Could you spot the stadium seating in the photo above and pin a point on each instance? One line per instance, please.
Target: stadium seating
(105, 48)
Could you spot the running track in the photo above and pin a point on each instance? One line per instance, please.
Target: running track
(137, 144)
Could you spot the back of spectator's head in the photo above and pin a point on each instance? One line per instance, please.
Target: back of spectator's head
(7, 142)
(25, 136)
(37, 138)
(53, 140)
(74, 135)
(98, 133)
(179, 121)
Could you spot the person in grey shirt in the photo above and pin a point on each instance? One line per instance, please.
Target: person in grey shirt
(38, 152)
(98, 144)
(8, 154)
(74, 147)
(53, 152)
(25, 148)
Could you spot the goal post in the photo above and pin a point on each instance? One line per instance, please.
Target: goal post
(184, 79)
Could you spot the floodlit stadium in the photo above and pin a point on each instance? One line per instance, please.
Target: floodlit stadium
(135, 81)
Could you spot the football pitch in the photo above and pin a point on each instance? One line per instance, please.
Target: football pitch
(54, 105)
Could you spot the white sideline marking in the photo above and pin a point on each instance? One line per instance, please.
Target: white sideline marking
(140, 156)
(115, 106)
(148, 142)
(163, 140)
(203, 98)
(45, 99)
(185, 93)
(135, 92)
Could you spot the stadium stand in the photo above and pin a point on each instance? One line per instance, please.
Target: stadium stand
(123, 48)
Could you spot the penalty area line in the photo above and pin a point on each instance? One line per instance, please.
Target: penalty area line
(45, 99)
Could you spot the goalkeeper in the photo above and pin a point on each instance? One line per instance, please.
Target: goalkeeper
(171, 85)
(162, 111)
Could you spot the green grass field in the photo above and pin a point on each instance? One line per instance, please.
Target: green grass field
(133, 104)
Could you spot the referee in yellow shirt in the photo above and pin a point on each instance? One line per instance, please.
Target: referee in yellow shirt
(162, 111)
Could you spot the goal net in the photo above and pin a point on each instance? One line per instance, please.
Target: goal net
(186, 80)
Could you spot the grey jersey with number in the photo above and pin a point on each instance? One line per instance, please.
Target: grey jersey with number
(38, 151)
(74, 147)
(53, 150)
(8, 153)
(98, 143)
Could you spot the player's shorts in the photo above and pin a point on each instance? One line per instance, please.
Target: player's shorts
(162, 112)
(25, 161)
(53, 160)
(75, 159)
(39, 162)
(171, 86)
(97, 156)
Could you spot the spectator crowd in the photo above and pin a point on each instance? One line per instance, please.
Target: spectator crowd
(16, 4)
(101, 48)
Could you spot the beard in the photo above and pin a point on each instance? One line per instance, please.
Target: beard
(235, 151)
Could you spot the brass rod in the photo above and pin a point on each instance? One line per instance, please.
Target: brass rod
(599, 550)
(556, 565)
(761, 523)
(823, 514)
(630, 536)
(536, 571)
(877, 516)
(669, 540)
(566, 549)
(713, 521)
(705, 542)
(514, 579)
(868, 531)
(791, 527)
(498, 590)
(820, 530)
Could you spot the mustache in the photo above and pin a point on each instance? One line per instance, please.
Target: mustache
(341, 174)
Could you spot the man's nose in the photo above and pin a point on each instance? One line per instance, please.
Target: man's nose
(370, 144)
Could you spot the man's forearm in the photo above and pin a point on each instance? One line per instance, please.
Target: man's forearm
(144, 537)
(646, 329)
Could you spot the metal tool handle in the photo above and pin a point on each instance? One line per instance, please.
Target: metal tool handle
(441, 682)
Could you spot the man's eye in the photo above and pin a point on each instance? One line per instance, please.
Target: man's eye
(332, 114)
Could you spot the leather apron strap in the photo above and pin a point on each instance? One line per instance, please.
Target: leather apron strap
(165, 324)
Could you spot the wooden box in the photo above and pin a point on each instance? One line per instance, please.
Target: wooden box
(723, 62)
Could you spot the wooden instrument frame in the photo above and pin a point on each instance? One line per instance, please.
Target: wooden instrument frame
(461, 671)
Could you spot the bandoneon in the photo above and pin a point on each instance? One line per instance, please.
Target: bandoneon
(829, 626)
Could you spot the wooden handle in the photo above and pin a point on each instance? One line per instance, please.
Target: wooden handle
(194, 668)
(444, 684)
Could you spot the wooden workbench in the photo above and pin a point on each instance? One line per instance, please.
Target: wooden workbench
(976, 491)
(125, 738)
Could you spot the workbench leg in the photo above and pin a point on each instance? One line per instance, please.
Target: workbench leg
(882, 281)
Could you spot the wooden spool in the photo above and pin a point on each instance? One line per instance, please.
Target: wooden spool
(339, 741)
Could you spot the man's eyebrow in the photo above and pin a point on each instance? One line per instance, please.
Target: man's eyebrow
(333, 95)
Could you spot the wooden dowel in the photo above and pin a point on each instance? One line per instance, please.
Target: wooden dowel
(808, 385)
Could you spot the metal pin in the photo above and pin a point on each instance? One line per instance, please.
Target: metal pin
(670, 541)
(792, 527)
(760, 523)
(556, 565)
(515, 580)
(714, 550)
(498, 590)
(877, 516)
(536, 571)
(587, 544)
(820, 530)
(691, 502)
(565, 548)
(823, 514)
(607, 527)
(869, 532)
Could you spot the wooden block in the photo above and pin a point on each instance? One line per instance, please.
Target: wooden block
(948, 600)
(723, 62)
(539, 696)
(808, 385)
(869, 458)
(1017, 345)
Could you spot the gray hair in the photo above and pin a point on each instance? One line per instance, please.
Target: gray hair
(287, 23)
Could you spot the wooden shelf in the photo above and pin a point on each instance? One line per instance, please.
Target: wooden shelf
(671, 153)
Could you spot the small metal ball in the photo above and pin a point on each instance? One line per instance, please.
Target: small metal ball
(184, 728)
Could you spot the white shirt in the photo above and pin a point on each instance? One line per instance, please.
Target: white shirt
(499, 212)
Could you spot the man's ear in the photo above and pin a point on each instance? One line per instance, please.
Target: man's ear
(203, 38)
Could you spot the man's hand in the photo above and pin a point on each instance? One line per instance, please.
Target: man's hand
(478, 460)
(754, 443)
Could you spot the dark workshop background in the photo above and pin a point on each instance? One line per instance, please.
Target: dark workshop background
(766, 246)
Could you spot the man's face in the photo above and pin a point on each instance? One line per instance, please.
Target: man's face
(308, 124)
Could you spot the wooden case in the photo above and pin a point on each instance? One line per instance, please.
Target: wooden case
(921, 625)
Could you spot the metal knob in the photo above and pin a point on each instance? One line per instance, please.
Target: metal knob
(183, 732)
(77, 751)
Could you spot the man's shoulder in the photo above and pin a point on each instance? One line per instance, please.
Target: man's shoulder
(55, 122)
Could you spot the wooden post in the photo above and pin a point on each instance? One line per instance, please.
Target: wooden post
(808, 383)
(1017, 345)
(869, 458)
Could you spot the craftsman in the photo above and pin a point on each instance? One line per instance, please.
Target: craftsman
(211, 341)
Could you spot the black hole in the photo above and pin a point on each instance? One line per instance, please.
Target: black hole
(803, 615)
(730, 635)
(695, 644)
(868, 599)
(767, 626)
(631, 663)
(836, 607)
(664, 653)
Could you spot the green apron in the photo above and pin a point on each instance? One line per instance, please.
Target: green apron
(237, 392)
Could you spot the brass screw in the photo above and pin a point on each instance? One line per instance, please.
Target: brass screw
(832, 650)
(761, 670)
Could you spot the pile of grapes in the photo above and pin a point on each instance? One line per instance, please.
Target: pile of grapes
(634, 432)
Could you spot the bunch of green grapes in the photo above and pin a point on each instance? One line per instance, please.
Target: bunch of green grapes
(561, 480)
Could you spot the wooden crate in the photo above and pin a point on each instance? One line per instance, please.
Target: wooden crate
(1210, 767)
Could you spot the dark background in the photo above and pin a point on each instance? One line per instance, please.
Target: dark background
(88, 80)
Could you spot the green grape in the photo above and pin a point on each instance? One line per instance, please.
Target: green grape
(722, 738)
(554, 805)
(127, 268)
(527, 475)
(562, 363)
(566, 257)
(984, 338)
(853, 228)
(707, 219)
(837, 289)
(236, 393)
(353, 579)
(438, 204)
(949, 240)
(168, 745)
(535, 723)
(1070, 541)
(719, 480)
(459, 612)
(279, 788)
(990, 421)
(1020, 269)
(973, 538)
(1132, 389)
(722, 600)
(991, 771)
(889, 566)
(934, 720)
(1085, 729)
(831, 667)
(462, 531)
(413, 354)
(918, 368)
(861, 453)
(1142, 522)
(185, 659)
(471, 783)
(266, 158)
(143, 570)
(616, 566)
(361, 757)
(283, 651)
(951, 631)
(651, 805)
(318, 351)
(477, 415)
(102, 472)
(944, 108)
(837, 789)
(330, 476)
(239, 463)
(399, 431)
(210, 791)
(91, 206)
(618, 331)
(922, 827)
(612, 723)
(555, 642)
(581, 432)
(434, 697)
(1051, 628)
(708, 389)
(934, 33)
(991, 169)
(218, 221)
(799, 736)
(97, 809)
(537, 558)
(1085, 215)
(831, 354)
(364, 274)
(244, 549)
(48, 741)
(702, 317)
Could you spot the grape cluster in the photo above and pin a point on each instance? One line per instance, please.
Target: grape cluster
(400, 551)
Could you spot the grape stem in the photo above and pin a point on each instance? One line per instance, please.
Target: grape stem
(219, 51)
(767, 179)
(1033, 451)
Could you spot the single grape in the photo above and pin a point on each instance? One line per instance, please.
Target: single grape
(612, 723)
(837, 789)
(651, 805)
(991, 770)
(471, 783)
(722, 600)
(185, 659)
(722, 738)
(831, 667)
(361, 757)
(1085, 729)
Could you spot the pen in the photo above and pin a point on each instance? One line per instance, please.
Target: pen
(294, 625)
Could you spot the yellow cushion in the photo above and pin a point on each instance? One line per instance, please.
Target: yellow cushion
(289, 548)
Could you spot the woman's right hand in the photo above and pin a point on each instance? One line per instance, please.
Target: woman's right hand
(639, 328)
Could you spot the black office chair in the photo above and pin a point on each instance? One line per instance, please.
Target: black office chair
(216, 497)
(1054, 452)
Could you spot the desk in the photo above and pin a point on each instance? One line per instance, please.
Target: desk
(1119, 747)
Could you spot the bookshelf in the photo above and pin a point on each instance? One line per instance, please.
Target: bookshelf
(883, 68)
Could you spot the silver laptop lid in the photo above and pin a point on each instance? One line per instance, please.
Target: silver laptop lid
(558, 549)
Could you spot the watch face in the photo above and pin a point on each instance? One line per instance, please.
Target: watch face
═══
**TASK TO COMPLETE:**
Starting at the line that contains "Could you spot the bunch", copy each line of the material word for word, ending after the line that contains "(1210, 767)".

**SOLUTION TO THIS TASK:**
Could you spot the bunch of green grapes in the photo above and pin a point on each instance? One line per instance, please.
Target: bunch of green grapes
(561, 480)
Could you spot the wooden crate in the photo above and pin a point on each instance? One line per instance, please.
Target: wooden crate
(1210, 767)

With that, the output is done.